◆ 文章节选
● ● ● ● ● ● ●
2011年2月13日

大国竞争:中国准备好了吗?The weakness beneath China’s rise

《红色资本主义》(Red Capitalism)

作者:卡尔•沃特(Carl Walter)、侯伟(Fraser Howie)

约翰•威利父子公司(John Wiley & Sons)出版,定价19.99英镑(29.95美元)

金融危机给美国模式的资本主义带来了沉重打击。中国官员们毫不迟疑地大肆宣扬这一点——值此之际,经济力量的平衡转向亚洲,令他们欣喜不已。不过,对于他们自己的模式能在多大程度上经得起仔细审视,仍存在一些问题。卡尔•沃特(Carl Walter)和侯伟(Fraser Howie)都是长期关注中国银行业和证券市场的专家,在《红色资本主义》(Red Capitalism)一书中,两位作者提出了不少问题;他们的结论也较为率直。
● ● ● ● ● ● ●
◆ 所示数据
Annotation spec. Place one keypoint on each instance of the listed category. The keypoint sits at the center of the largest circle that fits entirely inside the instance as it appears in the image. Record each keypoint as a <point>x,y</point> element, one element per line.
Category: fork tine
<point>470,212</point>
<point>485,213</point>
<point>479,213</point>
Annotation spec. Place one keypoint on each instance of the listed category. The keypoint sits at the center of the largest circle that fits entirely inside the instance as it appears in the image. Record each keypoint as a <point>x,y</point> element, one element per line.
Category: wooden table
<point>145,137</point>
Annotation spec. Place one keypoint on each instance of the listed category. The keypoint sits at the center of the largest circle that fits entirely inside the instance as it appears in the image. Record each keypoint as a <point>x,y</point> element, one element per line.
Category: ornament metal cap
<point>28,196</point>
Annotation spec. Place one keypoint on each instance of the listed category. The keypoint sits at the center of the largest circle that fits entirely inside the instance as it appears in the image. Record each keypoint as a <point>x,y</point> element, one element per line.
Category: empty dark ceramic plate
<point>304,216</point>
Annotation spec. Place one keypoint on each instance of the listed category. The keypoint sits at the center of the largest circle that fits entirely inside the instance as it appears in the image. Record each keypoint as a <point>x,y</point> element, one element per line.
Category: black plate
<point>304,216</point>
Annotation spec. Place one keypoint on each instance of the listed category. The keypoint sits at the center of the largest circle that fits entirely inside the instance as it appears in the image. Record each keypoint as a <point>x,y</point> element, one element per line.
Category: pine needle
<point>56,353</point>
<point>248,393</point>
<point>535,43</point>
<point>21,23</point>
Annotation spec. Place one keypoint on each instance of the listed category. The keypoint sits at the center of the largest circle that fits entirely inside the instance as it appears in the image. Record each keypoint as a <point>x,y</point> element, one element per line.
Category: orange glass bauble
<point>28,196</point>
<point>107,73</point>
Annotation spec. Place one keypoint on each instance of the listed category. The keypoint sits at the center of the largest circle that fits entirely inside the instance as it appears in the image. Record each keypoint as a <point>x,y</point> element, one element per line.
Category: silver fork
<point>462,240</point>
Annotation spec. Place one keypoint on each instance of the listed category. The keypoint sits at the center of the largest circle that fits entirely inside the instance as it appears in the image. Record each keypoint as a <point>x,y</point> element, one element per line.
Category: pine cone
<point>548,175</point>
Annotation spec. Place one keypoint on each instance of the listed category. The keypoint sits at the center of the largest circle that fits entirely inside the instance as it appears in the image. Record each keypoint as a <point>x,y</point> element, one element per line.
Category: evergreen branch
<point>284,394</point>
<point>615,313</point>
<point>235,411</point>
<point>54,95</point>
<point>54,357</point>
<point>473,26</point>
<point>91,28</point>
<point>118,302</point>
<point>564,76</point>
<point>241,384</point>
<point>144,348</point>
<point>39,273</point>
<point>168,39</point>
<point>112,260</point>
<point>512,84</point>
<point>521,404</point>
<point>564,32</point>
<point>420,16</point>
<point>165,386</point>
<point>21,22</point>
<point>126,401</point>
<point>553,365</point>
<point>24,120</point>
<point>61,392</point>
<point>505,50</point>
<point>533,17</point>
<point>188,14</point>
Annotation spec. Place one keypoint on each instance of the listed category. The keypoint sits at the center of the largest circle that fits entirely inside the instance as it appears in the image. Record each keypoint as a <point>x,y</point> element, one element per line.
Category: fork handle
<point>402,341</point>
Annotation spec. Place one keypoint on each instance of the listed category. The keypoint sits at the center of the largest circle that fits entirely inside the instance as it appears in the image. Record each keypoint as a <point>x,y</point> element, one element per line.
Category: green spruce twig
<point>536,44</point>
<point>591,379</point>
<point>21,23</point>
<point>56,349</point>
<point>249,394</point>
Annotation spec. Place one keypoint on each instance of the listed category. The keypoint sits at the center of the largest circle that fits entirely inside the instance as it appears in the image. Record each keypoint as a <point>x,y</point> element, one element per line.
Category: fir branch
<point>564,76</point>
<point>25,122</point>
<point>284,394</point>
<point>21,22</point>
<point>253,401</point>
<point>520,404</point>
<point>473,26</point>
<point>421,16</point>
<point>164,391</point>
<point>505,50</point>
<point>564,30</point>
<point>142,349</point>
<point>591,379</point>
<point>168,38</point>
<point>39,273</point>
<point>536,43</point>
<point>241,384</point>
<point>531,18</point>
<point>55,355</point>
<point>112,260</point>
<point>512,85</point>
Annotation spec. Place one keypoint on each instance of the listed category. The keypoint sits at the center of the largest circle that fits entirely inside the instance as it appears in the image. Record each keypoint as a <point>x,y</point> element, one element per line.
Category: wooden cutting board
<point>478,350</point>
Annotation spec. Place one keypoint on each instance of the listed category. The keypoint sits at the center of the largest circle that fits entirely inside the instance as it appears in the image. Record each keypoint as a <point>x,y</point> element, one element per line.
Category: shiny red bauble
● ● ● ● ● ● ●
◆ 练习任务
a - 把上面文章节选中从“大国竞争:中国准备好了吗?The weakness beneath”开始、一直到“Wiley & Sons)出版,定价19.99英镑(29.95美元)”为止的这一段原样照抄一遍。
b - 根据上面的文章节选回答:
(i) 《红色资本主义》是哪家公司出版的?
(ii) 这本书的美元定价是多少?
(iii) 两位作者长期关注的是哪些领域?

◆ 练习结果
a -
大国竞争:中国准备好了吗?The weakness beneath China’s rise

《红色资本主义》(Red Capitalism)

作者:卡尔•沃特(Carl Walter)、侯伟(Fraser Howie)

约翰•威利父子公司(John Wiley & Sons)出版,定价19.99英镑(29.95美元)

b -
(i) 约翰•威利父子公司(John Wiley & Sons)
(ii) 29.95美元
(iii) 中国银行业和证券市场